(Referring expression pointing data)
>>>

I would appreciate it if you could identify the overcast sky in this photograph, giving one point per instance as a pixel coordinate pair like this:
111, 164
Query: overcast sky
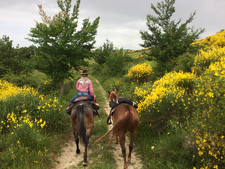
120, 20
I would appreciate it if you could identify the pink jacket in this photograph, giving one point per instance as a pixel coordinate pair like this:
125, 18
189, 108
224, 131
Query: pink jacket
85, 85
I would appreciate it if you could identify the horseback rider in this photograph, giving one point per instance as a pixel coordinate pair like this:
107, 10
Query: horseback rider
84, 88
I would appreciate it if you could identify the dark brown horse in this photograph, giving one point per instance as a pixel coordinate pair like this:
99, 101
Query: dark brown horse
125, 119
82, 119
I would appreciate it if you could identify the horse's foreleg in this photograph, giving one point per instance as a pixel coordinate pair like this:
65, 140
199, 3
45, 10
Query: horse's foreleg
123, 148
132, 138
77, 142
88, 134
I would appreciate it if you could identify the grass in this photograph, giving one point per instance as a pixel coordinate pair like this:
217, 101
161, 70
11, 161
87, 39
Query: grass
163, 150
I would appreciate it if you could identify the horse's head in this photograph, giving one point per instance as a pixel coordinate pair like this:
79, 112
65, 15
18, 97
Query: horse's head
112, 96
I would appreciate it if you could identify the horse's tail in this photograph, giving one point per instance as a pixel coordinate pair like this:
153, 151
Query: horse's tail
122, 125
81, 128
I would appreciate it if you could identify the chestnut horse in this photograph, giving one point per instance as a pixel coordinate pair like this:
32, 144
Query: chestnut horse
82, 119
125, 119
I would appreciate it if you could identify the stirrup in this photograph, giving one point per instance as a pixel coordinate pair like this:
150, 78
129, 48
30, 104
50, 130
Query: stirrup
109, 121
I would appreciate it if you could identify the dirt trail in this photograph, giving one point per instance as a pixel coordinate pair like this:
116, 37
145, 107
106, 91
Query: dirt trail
69, 159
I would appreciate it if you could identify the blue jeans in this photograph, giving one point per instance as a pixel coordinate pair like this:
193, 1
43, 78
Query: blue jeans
82, 94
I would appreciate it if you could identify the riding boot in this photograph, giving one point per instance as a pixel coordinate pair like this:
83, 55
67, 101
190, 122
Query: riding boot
109, 120
96, 113
68, 108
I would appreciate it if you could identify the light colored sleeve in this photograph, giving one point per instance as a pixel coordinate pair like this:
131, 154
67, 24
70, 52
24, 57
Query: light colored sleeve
91, 91
77, 85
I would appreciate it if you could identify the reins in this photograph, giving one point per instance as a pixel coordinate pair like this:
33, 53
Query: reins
101, 105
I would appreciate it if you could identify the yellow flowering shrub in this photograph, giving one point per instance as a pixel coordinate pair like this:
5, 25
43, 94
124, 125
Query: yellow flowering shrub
167, 98
213, 40
140, 72
22, 105
176, 83
205, 57
209, 117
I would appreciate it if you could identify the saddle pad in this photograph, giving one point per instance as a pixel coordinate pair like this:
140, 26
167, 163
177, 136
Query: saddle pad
123, 100
82, 98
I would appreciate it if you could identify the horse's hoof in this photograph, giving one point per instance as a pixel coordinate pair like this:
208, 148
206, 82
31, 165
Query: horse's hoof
128, 160
85, 163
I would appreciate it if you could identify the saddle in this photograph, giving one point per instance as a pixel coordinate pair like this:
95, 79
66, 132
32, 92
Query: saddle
82, 98
113, 105
121, 100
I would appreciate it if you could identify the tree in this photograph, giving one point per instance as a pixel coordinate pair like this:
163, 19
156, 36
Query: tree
7, 56
103, 52
61, 46
168, 39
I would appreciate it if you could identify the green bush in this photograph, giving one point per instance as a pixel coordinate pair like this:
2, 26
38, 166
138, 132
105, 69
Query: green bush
185, 62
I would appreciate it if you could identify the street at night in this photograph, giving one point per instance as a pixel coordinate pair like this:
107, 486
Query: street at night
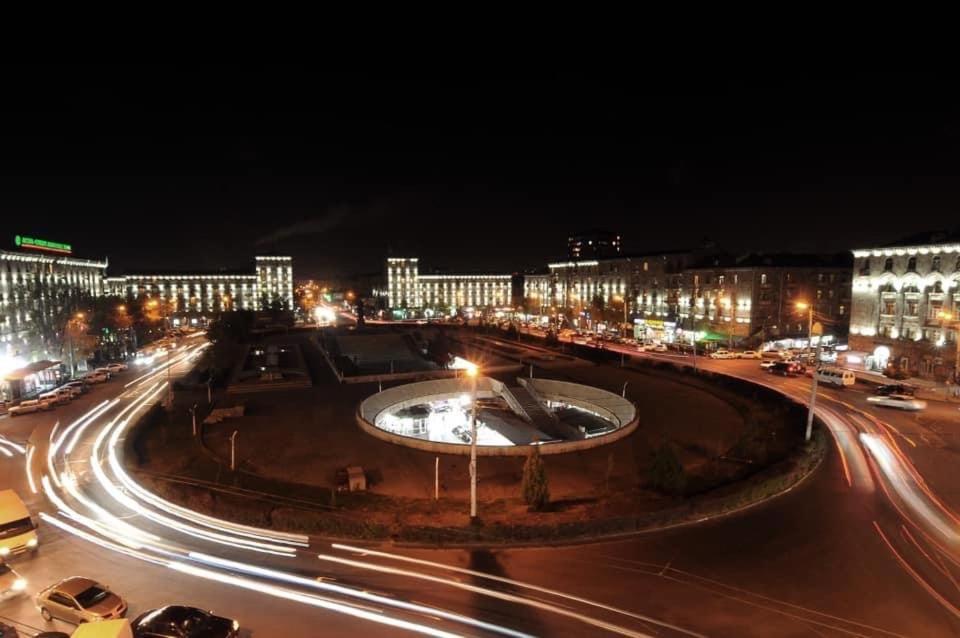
286, 353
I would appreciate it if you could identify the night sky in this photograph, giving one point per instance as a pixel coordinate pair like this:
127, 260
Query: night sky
470, 169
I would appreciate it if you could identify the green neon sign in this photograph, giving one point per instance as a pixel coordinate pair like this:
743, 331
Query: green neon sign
42, 244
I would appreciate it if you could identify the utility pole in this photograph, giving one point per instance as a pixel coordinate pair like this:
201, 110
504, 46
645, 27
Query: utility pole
473, 373
816, 360
233, 451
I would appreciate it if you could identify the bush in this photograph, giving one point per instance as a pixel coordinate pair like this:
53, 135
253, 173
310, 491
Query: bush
666, 473
535, 488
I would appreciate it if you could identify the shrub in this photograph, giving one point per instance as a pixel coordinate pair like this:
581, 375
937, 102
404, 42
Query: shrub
535, 488
666, 473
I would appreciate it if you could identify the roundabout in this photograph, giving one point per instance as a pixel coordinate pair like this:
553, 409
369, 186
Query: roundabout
557, 416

<<<

**TO DO**
Quote only the lines from the line containing "I would appreciate it if you could identify the roundabout" through the end of the entries, keeping the first and the last.

**REPLY TO THE TASK**
I would appreciate it if you could identify the roundabout in this photograph, giving one point per instance as a pixel coordinate pair like this:
553, 409
369, 186
Query: roundabout
557, 416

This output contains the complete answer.